*Directive*. Starting at the line containing "Class, indicate each instance of the dark trousers" and continuing through the final line, reproduce the lines with "pixel coordinates" replaced by "image coordinates" and nothing else altered. Leave the pictures out.
=== Records provided ===
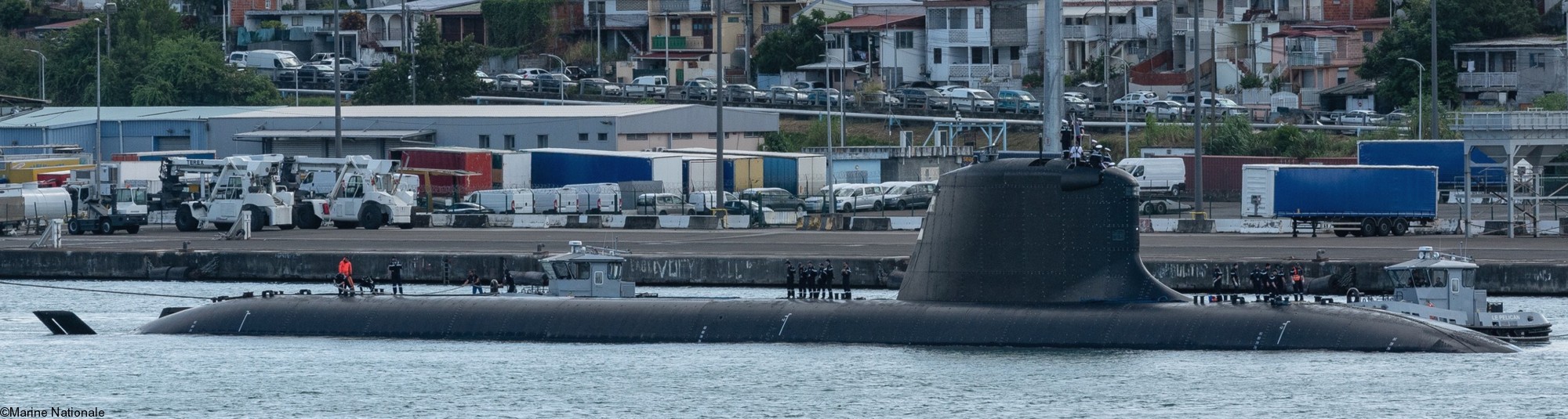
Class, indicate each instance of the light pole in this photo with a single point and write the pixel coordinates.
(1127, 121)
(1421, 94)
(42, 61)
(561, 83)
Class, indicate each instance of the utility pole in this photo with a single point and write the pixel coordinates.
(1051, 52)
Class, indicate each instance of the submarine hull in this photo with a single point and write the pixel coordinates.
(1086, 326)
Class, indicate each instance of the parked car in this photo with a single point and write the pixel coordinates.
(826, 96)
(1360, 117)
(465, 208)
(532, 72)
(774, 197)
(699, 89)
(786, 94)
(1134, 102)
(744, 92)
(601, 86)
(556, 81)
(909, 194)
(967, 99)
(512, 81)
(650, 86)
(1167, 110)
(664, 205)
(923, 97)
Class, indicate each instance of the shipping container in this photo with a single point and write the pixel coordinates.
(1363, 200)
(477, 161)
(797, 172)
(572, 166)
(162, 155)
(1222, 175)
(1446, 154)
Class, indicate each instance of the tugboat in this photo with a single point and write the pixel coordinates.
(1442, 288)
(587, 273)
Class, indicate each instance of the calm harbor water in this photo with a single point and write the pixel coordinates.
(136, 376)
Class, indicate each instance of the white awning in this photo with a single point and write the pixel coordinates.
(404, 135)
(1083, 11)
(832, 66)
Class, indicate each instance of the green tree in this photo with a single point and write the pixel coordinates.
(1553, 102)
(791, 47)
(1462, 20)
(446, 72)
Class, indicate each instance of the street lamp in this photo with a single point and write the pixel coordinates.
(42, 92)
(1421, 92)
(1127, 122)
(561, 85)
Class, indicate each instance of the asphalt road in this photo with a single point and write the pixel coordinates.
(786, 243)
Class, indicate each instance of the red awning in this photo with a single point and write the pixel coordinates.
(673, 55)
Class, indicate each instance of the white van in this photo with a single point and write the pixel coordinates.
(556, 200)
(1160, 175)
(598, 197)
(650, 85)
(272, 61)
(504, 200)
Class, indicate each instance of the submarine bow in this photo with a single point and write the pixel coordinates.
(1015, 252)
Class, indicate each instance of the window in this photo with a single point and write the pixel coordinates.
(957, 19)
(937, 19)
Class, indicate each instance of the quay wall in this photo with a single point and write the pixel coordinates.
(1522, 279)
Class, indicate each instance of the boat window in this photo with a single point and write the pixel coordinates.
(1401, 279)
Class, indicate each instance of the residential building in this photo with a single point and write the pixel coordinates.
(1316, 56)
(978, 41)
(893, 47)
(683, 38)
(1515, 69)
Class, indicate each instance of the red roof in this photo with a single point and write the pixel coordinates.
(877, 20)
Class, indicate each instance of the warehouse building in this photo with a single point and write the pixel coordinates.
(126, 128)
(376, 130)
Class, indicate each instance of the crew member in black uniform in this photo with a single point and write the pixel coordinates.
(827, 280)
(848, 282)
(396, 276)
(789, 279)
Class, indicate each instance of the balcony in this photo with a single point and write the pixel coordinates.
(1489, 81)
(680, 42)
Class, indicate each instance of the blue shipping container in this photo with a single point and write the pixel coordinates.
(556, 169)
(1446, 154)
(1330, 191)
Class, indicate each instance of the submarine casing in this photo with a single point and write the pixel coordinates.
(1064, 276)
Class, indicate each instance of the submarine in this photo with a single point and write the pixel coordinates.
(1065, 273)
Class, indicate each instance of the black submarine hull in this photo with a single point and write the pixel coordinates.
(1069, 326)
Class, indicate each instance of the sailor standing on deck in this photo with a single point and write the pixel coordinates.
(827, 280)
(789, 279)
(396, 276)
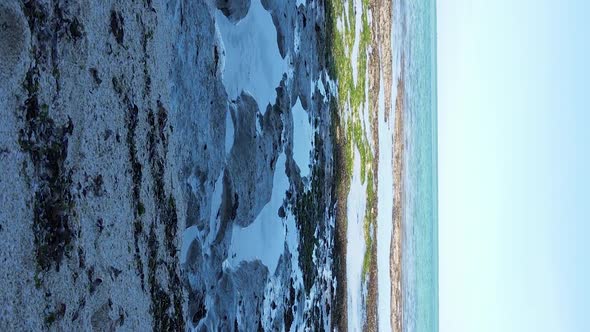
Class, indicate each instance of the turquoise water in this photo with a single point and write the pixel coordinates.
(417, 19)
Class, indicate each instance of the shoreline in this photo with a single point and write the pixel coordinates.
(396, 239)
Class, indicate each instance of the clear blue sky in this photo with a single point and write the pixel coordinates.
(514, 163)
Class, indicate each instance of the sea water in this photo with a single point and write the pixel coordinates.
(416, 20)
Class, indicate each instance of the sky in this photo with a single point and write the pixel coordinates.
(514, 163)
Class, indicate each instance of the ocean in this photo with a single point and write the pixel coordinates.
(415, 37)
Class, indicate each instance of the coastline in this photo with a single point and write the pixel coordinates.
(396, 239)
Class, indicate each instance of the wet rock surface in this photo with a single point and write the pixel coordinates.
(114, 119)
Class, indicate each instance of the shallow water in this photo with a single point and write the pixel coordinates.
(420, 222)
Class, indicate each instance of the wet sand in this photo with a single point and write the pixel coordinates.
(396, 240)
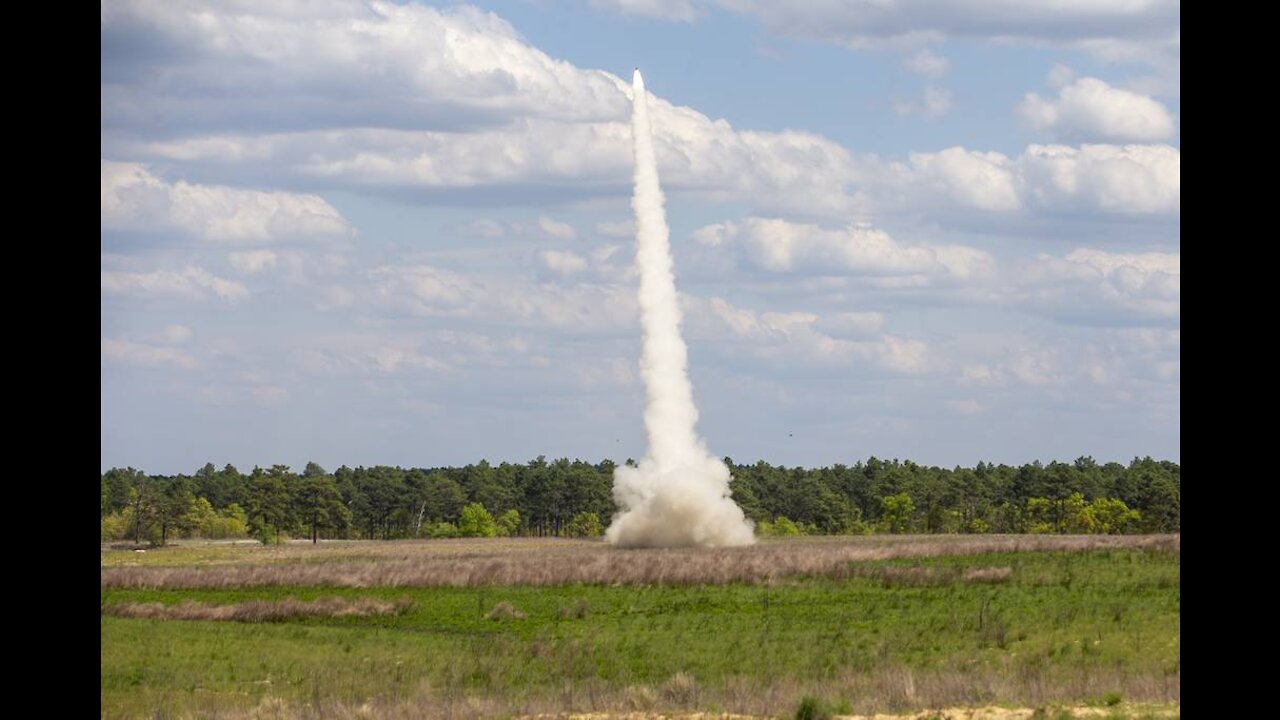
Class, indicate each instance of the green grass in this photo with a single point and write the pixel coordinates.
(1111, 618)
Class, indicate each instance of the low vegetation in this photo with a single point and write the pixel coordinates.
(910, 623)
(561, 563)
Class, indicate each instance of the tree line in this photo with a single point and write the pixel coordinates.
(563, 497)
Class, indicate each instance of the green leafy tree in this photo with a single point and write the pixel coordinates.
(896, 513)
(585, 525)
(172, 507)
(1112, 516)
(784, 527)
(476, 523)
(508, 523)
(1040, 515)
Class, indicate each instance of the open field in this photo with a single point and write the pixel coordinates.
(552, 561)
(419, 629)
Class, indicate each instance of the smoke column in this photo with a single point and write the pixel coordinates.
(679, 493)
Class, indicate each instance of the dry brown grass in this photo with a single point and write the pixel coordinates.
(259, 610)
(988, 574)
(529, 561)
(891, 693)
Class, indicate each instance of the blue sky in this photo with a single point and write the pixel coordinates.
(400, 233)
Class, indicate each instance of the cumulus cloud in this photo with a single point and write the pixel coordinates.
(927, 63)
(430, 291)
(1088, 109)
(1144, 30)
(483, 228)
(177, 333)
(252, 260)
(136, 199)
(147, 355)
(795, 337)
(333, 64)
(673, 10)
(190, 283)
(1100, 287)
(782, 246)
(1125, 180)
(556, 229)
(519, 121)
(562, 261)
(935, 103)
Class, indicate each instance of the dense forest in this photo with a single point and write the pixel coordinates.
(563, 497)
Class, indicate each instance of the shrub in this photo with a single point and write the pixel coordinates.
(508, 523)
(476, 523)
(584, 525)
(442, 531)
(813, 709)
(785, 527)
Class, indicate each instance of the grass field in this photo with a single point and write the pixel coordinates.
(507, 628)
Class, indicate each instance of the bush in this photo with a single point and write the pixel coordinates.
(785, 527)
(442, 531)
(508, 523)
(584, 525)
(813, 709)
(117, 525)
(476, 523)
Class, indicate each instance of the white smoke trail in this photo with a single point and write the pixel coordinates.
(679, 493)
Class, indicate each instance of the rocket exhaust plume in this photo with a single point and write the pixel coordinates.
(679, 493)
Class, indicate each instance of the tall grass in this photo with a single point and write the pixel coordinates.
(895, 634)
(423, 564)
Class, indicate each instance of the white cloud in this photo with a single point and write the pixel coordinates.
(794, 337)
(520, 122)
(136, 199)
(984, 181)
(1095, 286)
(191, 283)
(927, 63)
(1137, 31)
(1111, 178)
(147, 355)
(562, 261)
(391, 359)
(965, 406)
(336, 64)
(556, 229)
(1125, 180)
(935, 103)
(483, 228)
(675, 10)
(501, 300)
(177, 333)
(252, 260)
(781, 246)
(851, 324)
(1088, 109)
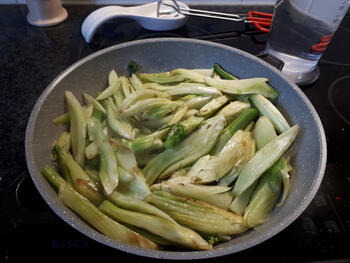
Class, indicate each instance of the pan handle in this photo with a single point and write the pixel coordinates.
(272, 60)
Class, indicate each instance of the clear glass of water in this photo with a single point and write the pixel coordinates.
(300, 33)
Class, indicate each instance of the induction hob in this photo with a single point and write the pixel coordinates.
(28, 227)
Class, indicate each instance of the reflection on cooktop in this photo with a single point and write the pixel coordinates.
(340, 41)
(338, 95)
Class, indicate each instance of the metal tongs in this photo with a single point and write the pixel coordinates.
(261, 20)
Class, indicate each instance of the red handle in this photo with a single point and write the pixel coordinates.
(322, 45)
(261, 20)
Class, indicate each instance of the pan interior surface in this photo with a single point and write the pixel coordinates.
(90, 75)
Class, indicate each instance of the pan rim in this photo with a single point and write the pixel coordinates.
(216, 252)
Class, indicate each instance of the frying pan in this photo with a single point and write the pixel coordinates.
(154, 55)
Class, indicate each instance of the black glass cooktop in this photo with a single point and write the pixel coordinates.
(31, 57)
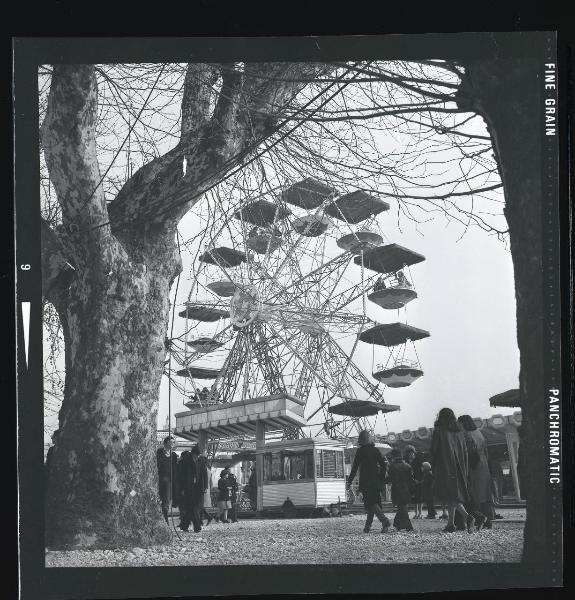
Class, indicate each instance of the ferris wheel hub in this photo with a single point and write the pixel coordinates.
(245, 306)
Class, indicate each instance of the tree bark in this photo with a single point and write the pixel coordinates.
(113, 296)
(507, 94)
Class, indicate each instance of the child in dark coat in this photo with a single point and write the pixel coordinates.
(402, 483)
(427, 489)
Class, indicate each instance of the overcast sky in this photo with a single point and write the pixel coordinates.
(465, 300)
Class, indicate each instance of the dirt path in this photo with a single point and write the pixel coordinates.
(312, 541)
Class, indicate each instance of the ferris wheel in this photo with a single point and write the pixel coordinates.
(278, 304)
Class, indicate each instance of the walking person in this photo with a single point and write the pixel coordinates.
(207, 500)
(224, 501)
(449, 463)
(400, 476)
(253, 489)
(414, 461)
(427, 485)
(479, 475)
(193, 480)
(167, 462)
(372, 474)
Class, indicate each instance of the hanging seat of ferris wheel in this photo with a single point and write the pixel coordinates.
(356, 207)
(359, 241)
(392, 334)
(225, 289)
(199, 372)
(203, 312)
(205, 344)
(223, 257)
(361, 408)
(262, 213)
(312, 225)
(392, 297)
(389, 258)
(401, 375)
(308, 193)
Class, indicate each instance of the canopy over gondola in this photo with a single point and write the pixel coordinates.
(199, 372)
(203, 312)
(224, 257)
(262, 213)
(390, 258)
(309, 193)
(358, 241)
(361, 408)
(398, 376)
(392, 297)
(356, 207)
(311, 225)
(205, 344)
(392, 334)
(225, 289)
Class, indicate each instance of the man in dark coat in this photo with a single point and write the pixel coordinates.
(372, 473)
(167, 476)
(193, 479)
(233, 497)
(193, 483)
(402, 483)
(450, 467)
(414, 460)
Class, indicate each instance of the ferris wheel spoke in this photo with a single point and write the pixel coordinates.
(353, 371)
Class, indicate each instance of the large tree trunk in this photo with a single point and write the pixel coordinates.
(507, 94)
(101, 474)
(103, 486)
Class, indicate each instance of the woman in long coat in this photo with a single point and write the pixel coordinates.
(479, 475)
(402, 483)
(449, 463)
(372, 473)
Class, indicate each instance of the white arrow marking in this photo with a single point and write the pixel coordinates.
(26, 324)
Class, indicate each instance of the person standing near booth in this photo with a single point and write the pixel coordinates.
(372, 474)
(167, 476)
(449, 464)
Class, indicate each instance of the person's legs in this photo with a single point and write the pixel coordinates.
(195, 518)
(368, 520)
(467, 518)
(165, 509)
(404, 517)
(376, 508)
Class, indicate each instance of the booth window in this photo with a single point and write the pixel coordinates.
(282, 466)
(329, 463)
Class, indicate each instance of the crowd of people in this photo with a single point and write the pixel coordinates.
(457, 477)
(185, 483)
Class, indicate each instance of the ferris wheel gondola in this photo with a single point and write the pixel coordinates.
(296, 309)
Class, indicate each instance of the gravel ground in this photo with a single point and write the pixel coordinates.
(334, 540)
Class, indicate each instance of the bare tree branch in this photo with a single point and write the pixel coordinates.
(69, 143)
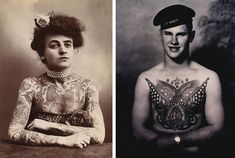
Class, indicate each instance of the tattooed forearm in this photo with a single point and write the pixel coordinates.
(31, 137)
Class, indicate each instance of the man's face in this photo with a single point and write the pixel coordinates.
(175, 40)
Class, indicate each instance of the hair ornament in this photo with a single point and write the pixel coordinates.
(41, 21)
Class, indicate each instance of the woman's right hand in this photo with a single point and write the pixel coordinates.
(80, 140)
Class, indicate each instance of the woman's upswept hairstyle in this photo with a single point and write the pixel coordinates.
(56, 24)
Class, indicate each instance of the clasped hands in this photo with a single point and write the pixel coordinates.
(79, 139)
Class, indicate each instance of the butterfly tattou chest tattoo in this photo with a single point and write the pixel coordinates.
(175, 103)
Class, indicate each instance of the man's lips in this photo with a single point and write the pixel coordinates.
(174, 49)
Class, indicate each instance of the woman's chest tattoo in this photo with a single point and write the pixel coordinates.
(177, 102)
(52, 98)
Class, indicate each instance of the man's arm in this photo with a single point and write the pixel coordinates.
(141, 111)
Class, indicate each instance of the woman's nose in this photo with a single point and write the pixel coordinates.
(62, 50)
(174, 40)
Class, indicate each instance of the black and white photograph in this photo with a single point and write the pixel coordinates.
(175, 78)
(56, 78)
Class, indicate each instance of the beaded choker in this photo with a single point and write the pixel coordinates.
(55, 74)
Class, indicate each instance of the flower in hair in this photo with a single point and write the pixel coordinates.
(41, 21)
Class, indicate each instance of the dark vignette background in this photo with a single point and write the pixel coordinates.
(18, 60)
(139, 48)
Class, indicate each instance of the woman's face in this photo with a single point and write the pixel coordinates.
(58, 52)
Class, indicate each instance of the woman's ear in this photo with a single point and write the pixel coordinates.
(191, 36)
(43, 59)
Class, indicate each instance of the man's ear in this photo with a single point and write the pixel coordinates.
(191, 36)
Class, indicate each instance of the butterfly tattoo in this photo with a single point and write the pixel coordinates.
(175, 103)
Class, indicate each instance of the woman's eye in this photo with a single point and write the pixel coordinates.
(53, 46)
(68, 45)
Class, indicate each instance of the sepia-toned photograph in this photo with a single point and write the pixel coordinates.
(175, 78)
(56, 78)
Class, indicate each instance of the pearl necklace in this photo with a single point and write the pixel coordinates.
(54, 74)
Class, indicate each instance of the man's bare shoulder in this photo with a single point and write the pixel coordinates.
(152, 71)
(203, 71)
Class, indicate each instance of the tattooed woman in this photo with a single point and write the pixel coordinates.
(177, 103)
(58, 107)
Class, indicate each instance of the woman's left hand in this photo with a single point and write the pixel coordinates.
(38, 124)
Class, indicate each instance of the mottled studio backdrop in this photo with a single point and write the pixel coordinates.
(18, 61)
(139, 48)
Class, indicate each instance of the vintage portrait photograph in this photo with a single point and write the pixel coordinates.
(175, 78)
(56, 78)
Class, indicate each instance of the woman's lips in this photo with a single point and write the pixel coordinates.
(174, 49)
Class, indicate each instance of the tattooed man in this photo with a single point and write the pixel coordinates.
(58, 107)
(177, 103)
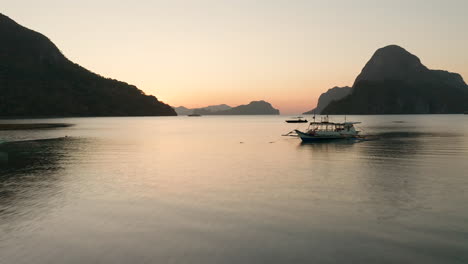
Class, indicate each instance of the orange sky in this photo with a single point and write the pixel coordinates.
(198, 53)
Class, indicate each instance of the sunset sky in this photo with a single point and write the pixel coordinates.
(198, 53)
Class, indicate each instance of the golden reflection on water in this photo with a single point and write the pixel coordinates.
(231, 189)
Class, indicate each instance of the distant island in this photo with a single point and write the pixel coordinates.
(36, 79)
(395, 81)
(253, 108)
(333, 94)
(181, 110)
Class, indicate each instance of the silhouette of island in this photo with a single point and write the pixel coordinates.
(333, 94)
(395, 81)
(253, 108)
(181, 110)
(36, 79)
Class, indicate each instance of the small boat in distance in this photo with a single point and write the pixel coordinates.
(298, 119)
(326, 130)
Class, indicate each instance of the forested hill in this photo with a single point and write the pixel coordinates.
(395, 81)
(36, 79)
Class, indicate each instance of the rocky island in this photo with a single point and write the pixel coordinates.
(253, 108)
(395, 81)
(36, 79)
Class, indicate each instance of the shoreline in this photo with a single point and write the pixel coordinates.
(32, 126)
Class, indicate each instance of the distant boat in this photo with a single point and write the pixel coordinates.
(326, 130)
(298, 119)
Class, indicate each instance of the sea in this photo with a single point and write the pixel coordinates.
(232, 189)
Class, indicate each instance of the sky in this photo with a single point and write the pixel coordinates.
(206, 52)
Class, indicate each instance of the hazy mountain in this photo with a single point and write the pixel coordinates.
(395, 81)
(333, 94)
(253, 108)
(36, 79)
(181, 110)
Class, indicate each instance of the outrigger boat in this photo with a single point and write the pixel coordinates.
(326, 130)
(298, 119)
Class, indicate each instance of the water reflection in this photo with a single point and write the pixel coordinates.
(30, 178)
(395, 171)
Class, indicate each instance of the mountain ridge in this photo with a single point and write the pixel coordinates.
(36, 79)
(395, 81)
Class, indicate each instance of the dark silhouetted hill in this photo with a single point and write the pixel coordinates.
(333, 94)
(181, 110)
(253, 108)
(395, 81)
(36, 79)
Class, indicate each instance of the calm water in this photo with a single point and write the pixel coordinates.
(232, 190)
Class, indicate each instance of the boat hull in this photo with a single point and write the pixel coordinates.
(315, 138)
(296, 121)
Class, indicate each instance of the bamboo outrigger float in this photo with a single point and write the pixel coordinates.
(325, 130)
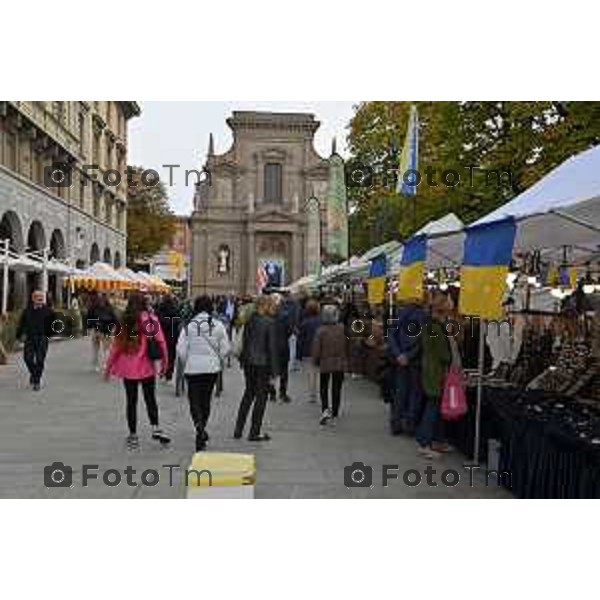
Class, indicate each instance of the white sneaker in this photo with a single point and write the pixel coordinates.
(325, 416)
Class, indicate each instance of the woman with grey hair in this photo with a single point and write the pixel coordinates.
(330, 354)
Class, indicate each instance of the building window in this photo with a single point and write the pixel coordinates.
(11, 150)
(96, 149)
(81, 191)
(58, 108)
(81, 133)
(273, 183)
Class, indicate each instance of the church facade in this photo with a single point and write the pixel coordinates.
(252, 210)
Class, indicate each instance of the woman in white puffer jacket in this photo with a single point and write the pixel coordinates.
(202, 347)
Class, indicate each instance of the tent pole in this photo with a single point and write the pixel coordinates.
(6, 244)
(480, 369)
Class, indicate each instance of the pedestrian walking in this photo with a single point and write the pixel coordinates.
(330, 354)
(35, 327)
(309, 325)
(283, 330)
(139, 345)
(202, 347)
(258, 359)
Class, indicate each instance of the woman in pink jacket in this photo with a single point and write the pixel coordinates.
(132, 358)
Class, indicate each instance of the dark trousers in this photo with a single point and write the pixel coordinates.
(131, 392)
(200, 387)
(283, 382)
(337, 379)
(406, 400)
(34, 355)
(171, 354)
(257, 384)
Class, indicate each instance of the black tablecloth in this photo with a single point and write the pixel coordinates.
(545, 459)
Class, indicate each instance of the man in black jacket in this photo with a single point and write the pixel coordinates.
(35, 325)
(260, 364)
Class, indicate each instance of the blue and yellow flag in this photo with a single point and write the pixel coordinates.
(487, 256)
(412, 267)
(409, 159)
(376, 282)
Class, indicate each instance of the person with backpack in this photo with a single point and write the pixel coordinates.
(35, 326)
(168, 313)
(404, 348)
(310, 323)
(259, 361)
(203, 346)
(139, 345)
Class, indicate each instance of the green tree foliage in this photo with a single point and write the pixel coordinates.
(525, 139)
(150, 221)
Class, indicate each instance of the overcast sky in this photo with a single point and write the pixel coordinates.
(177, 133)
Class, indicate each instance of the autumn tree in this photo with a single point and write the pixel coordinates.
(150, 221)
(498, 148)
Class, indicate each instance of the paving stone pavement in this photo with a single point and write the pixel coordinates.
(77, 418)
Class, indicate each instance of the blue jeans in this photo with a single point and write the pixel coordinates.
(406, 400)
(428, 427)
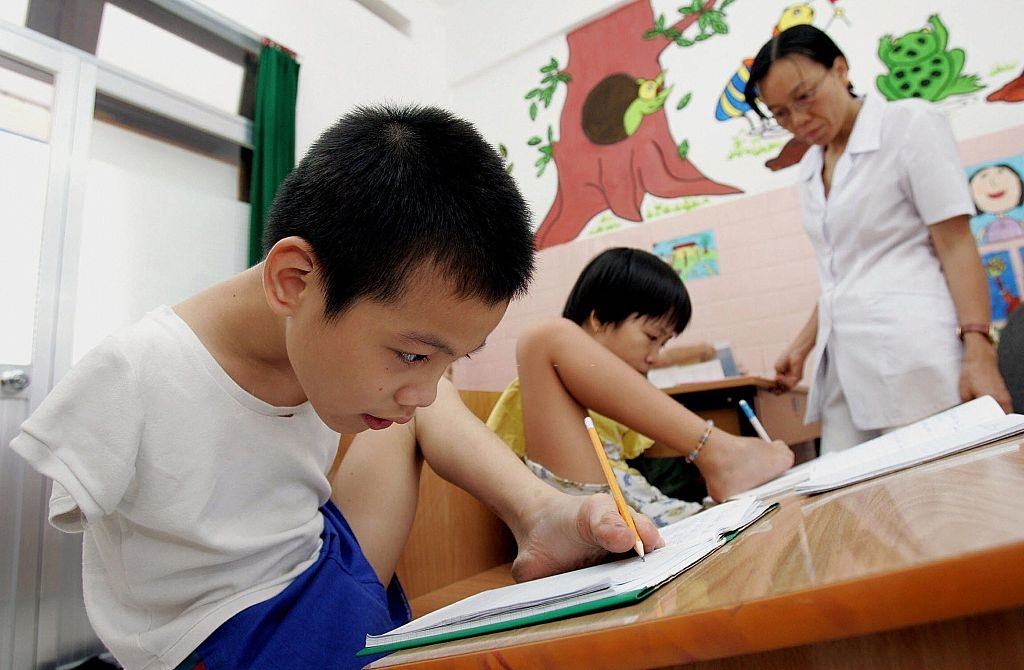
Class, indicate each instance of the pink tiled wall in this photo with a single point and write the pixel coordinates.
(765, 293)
===
*Result of this task*.
Class, indicate each instance of the dark trousers in this photo with a single point and write the image coordinates.
(131, 392)
(200, 387)
(283, 382)
(337, 379)
(406, 400)
(34, 355)
(171, 354)
(257, 384)
Class, indicate each instance of the black tablecloth in this photo with a single point and write the image coordinates.
(545, 459)
Class, indicate each instance of the man in black jacket in this photo with a single point and write the image coordinates.
(35, 325)
(260, 364)
Class, indicate each instance of the blue and yellow flag in this photo with a single point and write the image coordinates.
(487, 256)
(412, 267)
(409, 159)
(376, 282)
Class, indicate each instance of the person with backpack in this photo with a single point and write the image coordinates.
(35, 326)
(168, 313)
(404, 348)
(310, 323)
(259, 361)
(203, 346)
(139, 345)
Class, indicate each instance of the green tree foliage in this photo with a single point and write the image coordinates.
(525, 139)
(150, 221)
Class, indicate each instance of the overcast sky in this photo with a single point and write the image coordinates.
(177, 133)
Class, indicate each instance of the autumn tree in this photo with a single point and write the image coordinates.
(150, 221)
(498, 148)
Class, indicate each instance of the paving stone pavement in this photo with a single point and write the image coordinates.
(77, 418)
Class, indicate each instance of the blue jeans in this photo with a single point and write the image coordinates.
(406, 400)
(428, 427)
Class, indicate each instance of the pink tiled wall in this photo with a single point and write the image coordinates.
(765, 293)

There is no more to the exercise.